─── Data to use

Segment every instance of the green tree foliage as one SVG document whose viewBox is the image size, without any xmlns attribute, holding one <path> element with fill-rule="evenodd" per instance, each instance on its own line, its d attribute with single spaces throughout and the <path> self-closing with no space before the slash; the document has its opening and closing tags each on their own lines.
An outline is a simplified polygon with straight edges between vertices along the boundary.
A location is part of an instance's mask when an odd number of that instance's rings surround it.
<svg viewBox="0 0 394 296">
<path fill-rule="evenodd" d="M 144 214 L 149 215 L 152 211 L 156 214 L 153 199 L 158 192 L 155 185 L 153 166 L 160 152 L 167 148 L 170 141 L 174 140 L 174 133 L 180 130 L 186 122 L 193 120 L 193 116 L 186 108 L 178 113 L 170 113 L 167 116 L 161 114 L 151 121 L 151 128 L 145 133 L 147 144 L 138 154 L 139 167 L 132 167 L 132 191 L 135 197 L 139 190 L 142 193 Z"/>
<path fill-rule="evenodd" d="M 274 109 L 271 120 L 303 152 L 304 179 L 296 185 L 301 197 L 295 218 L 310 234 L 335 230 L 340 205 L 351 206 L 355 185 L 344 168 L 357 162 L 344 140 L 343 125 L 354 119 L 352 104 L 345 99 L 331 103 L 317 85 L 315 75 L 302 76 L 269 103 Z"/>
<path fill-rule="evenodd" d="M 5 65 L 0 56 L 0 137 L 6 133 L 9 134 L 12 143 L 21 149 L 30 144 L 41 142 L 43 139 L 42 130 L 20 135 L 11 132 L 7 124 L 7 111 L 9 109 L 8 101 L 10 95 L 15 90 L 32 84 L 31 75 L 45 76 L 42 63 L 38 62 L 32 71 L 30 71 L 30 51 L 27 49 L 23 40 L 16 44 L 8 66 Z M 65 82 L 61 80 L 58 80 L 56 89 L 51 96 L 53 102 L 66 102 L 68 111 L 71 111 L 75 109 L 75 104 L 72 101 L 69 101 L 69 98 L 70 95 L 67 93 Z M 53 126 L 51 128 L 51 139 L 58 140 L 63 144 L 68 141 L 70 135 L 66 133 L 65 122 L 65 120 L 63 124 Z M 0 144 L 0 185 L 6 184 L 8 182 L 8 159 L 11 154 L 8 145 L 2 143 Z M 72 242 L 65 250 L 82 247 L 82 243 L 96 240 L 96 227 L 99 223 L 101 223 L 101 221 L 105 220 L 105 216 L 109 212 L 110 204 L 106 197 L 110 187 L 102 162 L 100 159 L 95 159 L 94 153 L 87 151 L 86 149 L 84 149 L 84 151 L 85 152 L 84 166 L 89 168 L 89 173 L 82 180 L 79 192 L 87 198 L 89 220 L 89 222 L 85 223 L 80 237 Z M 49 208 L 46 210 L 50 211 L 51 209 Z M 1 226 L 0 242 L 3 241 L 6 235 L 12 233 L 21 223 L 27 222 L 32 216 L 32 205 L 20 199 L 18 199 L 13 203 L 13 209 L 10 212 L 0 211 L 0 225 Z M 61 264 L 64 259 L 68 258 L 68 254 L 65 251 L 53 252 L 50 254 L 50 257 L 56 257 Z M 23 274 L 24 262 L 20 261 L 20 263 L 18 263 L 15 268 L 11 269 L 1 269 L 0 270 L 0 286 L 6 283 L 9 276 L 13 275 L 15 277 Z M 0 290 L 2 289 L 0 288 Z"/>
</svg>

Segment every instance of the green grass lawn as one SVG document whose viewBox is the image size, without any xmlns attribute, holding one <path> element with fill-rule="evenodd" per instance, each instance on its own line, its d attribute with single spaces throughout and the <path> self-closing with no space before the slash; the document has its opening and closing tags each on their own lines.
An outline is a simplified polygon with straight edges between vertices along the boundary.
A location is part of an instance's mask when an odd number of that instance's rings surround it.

──────

→ Stated goal:
Format each line of the material above as a JSON list of strings, one string per line, leaving out blank lines.

→ Written response:
[
  "Segment every instance of the green tree foliage as one SVG document whose viewBox is the image size, without any xmlns attribute, holding one <path> element with fill-rule=\"evenodd\" per instance, each instance on its own line, its d attribute with single spaces throughout and the <path> self-closing with no space before the slash; the document has its opening and closing tags each on their own lines.",
  "An outline is a simplified polygon with straight edges between vertices along the boundary.",
  "A location is part of an instance's mask when an odd number of that instance's rings surround it.",
  "<svg viewBox=\"0 0 394 296\">",
  "<path fill-rule=\"evenodd\" d=\"M 144 214 L 149 215 L 152 211 L 156 214 L 153 199 L 158 192 L 155 185 L 153 166 L 160 152 L 167 148 L 170 141 L 174 140 L 174 133 L 180 130 L 186 122 L 193 120 L 193 116 L 186 108 L 178 113 L 170 113 L 167 116 L 161 114 L 151 121 L 151 128 L 145 133 L 147 144 L 138 154 L 139 167 L 132 167 L 132 191 L 135 197 L 139 190 L 142 193 Z\"/>",
  "<path fill-rule=\"evenodd\" d=\"M 274 109 L 271 120 L 303 152 L 304 179 L 296 185 L 301 197 L 295 218 L 310 234 L 335 230 L 340 205 L 351 206 L 355 185 L 344 168 L 357 162 L 344 140 L 343 125 L 354 119 L 352 104 L 345 99 L 331 103 L 317 85 L 315 75 L 302 76 L 269 103 Z\"/>",
  "<path fill-rule=\"evenodd\" d=\"M 5 65 L 0 56 L 0 137 L 6 133 L 9 134 L 12 143 L 21 149 L 30 144 L 41 142 L 43 139 L 42 130 L 20 135 L 11 132 L 7 124 L 7 111 L 9 109 L 8 101 L 10 95 L 15 90 L 32 84 L 31 75 L 45 76 L 42 63 L 38 62 L 32 71 L 30 71 L 30 51 L 27 49 L 23 40 L 16 44 L 8 66 Z M 65 82 L 61 80 L 58 80 L 56 89 L 51 96 L 53 102 L 66 102 L 68 111 L 71 111 L 75 109 L 75 104 L 72 101 L 69 101 L 69 98 L 70 95 L 67 93 Z M 53 126 L 51 128 L 51 139 L 58 140 L 63 144 L 68 141 L 70 135 L 66 133 L 65 122 L 65 120 L 63 124 Z M 0 144 L 0 185 L 6 184 L 8 182 L 8 159 L 11 154 L 8 145 L 2 143 Z M 72 242 L 65 250 L 82 247 L 82 243 L 96 240 L 96 227 L 99 223 L 101 223 L 101 221 L 105 220 L 105 216 L 109 212 L 110 204 L 106 197 L 110 187 L 102 162 L 100 159 L 95 159 L 94 153 L 87 151 L 86 149 L 84 149 L 84 151 L 85 152 L 84 166 L 89 168 L 89 173 L 82 180 L 79 192 L 87 198 L 89 220 L 89 222 L 85 223 L 80 237 Z M 49 208 L 46 210 L 50 211 L 51 209 Z M 1 226 L 0 242 L 3 241 L 6 235 L 12 233 L 21 223 L 27 222 L 32 216 L 32 205 L 20 199 L 18 199 L 13 203 L 13 209 L 10 212 L 0 211 L 0 225 Z M 61 264 L 64 259 L 68 258 L 68 254 L 65 251 L 53 252 L 50 254 L 50 257 L 56 257 Z M 23 274 L 24 262 L 20 261 L 20 263 L 18 263 L 15 268 L 11 269 L 1 269 L 0 270 L 0 286 L 6 283 L 9 276 L 13 275 L 15 277 Z M 0 290 L 2 289 L 0 288 Z\"/>",
  "</svg>",
  "Segment every instance of the green grass lawn as one SVG document whose viewBox is the image size, without any xmlns attribute, holding one <path> element with fill-rule=\"evenodd\" per instance, each instance on its own line, its d attribute with single spaces throughout and the <path> self-closing with no space before the slash; the document has its opening and closing tags each on their own lines.",
  "An outline is a simplified polygon with straight edges between vertices along the boundary.",
  "A location is part of an instance's mask when an odd number of that instance's rings surround it."
]